** Opening Data block **
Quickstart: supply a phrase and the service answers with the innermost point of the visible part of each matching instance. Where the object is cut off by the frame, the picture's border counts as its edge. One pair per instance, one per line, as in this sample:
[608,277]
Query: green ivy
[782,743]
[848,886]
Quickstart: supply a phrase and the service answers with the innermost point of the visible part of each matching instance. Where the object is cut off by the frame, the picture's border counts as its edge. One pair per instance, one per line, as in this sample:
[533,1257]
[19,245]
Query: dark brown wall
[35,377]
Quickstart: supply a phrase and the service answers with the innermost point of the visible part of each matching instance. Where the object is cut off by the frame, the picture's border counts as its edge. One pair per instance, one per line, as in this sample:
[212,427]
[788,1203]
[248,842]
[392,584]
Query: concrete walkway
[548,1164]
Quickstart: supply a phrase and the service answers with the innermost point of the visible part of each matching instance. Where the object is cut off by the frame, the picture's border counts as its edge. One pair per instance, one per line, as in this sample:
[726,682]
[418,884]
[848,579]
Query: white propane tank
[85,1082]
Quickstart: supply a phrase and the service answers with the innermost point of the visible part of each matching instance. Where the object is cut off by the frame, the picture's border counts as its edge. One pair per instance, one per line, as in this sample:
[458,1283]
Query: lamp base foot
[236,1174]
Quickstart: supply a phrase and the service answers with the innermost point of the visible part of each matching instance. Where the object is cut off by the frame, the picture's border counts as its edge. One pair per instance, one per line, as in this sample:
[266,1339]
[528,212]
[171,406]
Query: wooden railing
** Closing Data block **
§ Work to be completed
Exactly as written, set down all of the material.

§ Written answer
Quickstart: supply a phrase and the service answers with the innermost point of the visible part of each matching instance. Where the object is cut off by the frame, the picture's border counts as its edge. One pair per instance, one per line, as in this sample:
[608,277]
Query: green ivy
[782,743]
[848,886]
Quickstart: supply a phrase and the service answers with the innermost point of the visible part of each matching instance. Where the object is cut off by the frame, the picture's border counts as its edge. One pair per instance, one per line, as in this sample:
[533,1257]
[19,245]
Query: dark brown wall
[35,377]
Quickstart: supply a phrase and the service answers with the innermost point of the visible part of each matching instance. Where the object is cut off by the frame, the picture's border counts as its edge. One pair per instance, one per line, as in this sample:
[212,427]
[788,1203]
[248,842]
[392,584]
Query: concrete walkway
[548,1164]
Quickstart: supply a phrase and the service answers with the innermost point of the visible part of each matching instance. Where the object is cut off by the frame, the picture's border counts as its edge. One pair per instance, one per line, as in this sample:
[726,682]
[418,884]
[848,579]
Query: white propane tank
[85,1082]
Quickstart: supply a phrase and the service answers with the innermost point of the visible part of each matching instance. Where the object is cut off by the frame, the picture's border counts as its edge. One pair per instance, one per line, as in this sample:
[458,1283]
Query: lamp base foot
[236,1174]
Quickstart: supply a phrase and the service answers with the innermost point of the visible part of each matching instance. Where the object is cut off by the frame, the picture's border counts as its edge. One pair per instance, one per line, as in this sample:
[266,1339]
[528,212]
[171,406]
Query: wooden railing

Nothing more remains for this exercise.